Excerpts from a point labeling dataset
# # #

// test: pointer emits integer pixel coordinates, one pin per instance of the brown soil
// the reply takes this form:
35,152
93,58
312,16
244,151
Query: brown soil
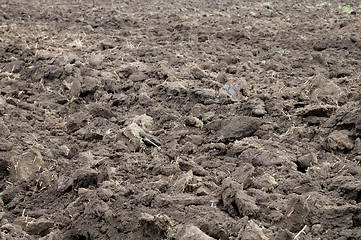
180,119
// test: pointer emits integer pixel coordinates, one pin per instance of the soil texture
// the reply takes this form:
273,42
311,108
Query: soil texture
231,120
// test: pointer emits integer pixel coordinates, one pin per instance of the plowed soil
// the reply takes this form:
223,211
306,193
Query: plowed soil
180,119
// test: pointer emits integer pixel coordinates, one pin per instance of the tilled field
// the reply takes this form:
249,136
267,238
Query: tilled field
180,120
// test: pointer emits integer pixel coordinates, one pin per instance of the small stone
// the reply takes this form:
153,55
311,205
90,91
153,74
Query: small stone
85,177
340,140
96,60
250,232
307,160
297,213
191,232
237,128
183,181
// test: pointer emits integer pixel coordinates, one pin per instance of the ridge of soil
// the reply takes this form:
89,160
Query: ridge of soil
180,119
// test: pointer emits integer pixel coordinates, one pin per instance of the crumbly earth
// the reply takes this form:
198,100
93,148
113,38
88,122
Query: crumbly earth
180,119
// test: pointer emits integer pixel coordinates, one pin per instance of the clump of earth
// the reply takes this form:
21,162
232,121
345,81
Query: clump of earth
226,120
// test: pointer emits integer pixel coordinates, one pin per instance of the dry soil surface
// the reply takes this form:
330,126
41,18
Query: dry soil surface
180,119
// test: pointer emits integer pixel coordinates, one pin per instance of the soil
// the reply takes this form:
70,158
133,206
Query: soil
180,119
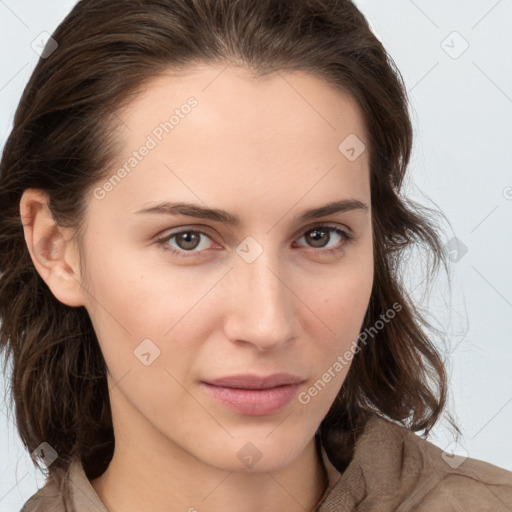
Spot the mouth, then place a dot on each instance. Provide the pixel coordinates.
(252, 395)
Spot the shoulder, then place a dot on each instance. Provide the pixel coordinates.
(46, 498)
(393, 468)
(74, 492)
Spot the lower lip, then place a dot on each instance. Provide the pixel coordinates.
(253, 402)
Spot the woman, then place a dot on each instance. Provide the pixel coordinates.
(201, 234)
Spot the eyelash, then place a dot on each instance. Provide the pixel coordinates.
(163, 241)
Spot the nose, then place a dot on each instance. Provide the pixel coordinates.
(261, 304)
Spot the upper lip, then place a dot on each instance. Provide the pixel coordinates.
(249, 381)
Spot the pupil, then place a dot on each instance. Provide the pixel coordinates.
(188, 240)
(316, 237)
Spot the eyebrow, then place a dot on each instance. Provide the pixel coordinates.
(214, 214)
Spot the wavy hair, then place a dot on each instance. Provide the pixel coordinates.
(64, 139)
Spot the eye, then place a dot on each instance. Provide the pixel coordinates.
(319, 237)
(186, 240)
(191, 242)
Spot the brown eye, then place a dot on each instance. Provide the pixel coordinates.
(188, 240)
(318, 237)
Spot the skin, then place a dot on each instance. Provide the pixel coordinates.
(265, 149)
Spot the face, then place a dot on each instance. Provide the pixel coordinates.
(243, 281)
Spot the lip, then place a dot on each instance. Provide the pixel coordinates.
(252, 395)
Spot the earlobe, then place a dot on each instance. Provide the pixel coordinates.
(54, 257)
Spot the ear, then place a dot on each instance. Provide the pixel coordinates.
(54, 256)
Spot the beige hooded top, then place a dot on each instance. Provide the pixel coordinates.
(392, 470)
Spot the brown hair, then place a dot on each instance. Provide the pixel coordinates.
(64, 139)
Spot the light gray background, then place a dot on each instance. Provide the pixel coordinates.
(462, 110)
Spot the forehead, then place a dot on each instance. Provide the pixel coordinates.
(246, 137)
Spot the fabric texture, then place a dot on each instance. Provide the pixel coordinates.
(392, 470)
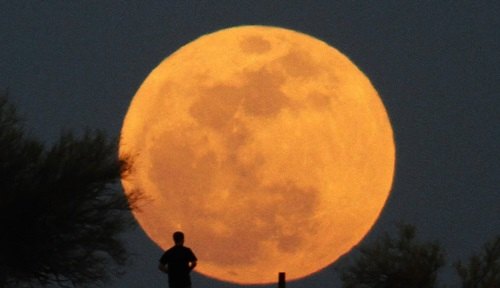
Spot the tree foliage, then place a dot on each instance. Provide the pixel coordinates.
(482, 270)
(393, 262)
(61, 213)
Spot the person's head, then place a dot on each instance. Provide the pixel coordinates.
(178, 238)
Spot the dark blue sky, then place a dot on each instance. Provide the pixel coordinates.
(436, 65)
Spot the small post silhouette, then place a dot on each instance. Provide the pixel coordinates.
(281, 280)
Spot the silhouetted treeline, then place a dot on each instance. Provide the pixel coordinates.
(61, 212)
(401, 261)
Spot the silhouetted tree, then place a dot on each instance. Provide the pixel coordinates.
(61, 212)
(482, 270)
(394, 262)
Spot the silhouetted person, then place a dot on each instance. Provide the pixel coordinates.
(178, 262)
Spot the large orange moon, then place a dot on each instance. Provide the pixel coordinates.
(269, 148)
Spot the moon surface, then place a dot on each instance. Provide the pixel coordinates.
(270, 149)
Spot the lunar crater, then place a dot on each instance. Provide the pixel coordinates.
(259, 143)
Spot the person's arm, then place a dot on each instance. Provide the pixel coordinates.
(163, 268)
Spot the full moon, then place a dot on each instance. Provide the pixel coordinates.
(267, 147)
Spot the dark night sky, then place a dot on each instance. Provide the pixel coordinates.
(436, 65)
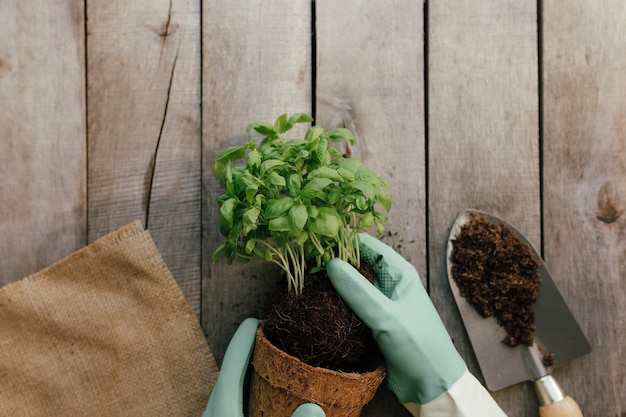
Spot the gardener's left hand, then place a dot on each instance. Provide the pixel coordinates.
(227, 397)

# # #

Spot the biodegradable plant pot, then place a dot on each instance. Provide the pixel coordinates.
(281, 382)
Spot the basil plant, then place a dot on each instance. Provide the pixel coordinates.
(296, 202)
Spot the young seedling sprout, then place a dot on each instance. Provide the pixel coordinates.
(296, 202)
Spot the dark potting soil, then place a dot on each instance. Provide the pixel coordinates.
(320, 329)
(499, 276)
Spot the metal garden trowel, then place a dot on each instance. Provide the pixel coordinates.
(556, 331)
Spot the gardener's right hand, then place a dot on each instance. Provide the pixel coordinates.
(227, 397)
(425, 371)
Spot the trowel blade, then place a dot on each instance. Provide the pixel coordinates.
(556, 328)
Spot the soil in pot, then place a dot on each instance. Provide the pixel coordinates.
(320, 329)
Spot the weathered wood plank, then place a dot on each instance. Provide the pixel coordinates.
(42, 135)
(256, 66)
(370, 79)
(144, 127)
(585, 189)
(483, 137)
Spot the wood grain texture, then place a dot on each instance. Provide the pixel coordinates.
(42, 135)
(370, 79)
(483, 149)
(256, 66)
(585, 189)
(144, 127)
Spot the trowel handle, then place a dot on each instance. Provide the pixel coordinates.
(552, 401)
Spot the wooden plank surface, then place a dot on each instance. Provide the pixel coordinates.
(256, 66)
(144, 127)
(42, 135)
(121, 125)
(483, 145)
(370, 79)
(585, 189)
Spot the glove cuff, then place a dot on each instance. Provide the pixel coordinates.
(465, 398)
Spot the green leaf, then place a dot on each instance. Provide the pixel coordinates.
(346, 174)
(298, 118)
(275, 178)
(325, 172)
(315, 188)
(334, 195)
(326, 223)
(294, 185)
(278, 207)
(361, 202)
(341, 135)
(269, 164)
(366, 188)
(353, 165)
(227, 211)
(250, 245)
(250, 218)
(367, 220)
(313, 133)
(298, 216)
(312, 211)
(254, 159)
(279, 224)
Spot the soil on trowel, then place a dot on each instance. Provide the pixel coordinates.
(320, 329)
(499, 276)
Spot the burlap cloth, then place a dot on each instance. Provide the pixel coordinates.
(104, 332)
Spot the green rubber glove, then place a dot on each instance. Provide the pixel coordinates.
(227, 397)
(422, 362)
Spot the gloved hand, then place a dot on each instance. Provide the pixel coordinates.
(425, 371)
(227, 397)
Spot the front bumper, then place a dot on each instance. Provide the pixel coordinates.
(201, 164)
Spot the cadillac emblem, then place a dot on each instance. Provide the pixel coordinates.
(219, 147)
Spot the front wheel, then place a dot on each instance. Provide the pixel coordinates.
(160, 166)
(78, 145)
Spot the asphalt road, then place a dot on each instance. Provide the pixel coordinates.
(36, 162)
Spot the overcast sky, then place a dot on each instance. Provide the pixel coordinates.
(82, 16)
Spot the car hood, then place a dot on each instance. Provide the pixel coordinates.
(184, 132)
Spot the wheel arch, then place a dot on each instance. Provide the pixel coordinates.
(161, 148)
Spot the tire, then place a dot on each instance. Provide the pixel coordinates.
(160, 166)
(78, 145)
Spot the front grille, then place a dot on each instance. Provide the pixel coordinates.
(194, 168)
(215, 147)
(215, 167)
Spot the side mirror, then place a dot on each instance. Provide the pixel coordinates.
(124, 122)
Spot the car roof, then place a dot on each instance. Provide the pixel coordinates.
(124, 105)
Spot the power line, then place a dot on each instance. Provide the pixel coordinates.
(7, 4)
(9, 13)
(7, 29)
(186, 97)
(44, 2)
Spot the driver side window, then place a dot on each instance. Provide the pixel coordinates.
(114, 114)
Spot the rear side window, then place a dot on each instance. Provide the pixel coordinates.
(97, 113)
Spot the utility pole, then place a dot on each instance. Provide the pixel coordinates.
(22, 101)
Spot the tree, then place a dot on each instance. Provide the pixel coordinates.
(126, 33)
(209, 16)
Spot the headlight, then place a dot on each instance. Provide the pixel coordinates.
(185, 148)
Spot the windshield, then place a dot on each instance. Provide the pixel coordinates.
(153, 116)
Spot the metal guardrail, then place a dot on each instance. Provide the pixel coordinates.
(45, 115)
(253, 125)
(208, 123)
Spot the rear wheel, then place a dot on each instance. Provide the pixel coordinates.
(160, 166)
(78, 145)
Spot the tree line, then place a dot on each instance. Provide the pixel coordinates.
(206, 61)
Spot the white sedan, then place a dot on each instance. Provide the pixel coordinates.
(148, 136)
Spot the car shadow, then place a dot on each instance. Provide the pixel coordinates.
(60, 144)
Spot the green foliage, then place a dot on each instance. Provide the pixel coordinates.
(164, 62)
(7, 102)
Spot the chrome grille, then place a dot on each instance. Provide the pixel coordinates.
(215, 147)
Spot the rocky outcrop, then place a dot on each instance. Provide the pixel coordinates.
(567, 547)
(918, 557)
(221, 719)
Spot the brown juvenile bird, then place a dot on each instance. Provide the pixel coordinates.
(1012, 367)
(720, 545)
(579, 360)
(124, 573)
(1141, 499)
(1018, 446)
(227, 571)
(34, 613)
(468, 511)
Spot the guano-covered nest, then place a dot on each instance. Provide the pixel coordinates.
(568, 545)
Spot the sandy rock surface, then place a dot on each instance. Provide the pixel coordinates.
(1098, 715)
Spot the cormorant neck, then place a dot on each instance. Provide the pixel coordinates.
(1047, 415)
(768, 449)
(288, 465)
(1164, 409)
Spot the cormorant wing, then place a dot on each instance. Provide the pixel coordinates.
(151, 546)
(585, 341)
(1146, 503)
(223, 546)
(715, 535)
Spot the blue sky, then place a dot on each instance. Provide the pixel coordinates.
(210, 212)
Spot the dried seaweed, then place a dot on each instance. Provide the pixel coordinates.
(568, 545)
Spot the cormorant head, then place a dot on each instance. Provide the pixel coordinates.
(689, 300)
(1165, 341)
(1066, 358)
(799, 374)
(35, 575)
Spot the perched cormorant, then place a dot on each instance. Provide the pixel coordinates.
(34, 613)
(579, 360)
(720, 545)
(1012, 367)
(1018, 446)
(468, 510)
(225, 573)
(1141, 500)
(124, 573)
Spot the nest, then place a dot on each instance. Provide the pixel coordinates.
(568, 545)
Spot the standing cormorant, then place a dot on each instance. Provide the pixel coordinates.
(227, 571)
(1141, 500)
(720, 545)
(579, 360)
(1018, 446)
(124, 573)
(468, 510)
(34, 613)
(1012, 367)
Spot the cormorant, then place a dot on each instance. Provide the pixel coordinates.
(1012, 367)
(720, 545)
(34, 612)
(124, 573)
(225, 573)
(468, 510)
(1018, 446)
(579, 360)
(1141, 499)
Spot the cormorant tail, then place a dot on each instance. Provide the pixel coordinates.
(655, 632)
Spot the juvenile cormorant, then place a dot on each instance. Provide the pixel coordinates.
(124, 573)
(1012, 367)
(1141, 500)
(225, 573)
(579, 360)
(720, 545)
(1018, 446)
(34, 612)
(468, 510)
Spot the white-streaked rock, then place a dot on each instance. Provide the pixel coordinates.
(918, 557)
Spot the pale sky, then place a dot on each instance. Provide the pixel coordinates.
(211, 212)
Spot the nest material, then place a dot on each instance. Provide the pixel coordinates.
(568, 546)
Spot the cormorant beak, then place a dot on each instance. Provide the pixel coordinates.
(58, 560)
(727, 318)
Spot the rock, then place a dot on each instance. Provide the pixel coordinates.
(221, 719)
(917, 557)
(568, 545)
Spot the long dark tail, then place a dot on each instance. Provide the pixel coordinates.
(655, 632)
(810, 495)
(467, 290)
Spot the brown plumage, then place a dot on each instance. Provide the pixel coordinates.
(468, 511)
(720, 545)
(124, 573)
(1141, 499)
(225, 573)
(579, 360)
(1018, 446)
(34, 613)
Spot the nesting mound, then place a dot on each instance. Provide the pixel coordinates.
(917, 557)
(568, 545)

# # #

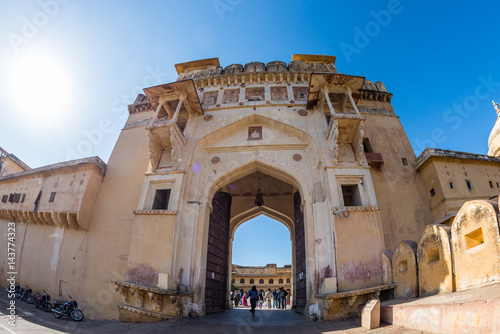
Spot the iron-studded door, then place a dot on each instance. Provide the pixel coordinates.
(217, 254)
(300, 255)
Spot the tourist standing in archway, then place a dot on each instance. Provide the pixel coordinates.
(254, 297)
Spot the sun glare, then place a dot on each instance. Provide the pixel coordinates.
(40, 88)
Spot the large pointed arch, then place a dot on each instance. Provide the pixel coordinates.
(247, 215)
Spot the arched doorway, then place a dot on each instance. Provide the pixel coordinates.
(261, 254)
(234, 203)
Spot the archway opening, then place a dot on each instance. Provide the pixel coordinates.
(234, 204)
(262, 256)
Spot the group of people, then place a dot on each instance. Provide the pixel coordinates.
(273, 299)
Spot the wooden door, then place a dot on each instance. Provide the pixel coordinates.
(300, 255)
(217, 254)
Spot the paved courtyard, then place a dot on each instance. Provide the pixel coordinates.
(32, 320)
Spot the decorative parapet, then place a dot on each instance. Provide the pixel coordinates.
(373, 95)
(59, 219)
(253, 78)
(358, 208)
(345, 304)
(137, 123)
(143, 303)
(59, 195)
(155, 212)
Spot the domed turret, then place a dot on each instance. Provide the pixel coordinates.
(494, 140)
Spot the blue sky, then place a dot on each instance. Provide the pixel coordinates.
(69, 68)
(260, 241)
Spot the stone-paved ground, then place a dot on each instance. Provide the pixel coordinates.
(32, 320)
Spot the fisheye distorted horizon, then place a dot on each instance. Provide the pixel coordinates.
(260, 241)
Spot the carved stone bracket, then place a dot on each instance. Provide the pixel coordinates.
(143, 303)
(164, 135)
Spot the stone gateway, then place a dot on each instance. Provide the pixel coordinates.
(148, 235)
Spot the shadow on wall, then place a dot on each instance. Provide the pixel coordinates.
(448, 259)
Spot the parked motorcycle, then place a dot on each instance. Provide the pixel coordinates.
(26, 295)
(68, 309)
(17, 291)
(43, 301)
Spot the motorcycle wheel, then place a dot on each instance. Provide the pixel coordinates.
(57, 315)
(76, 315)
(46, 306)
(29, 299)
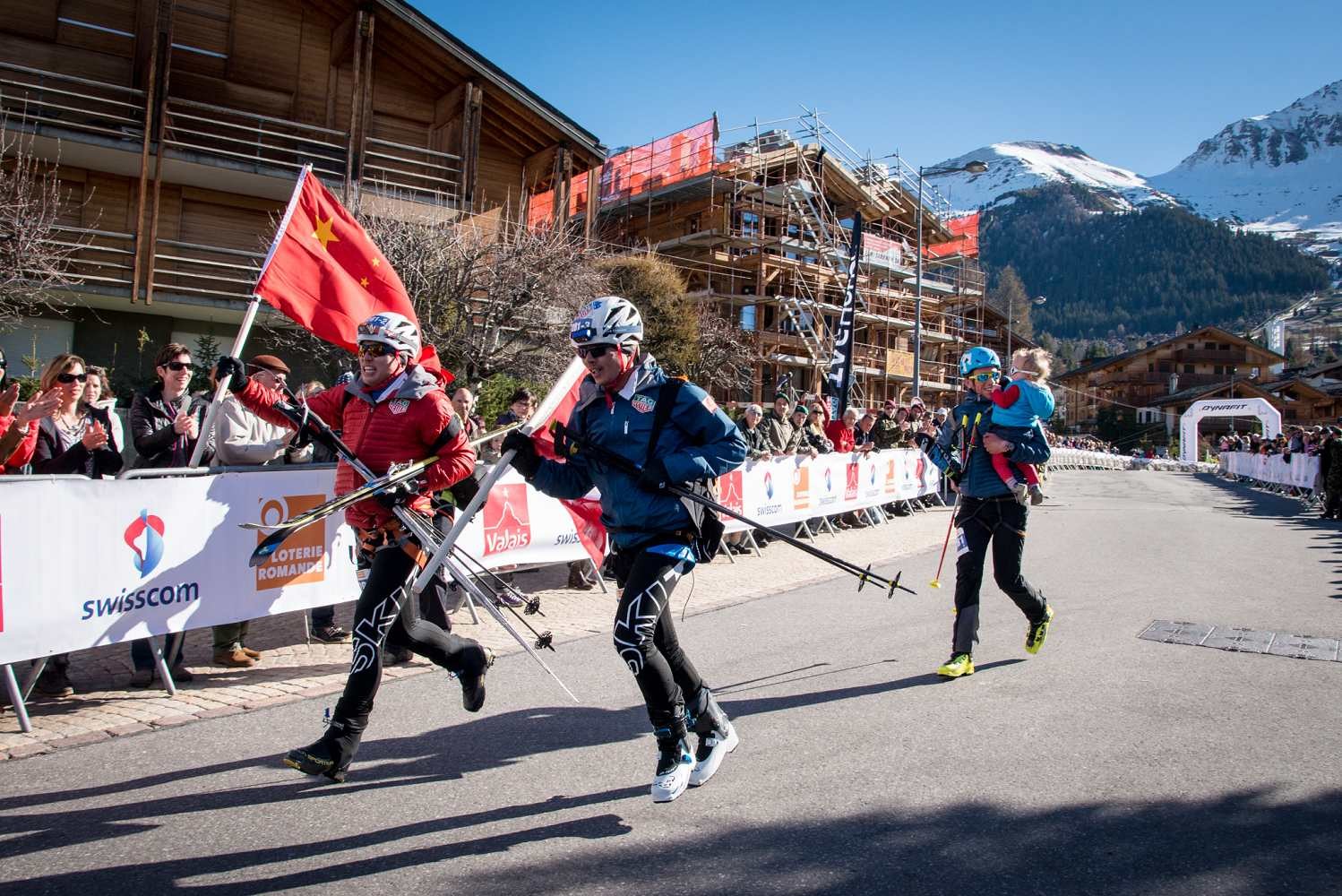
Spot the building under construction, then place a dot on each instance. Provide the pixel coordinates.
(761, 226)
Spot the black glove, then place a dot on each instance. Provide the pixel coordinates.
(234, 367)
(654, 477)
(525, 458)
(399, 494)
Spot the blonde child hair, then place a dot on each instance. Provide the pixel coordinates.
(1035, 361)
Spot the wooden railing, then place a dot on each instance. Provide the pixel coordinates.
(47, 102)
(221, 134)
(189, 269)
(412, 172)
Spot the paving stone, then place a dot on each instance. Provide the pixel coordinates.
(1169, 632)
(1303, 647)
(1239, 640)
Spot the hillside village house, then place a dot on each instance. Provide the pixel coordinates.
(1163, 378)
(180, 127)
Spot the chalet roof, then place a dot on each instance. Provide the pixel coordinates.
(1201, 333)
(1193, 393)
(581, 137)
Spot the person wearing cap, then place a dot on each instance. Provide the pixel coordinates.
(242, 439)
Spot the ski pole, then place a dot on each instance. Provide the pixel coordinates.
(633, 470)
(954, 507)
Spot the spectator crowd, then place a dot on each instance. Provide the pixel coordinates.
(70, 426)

# # #

Please locate every line in the data that contains the string "test", matching case exactly, and copy each of those lines out in full.

// test: pointer emits integer pixel coordinates, one pin per instance of the brown soil
// test: pointer emits integer pixel coordinates, one pin per instance of the soil texture
// test: pointer emits integer pixel coordinates, one pin per instance of the plowed soil
// test: pointer emits integer pixel coordinates, one pin per instance of the tilled field
// test: pointer emits integer pixel coordinates, one pin per instance of the small stone
// test: pointer emits integer pixel coordinates, one pin per instance of the ridge of soil
// test: pointer emits integer pixel coordinates, one pin per instance of the crumbly earth
// test: pointer emits integer pixel coordinates, one pin per instance of the clump of earth
// test: pointer emits integer pixel coordinates, one pin per instance of the dry soil surface
// test: pointer emits integer pixel coordinates, one pin per instance of the soil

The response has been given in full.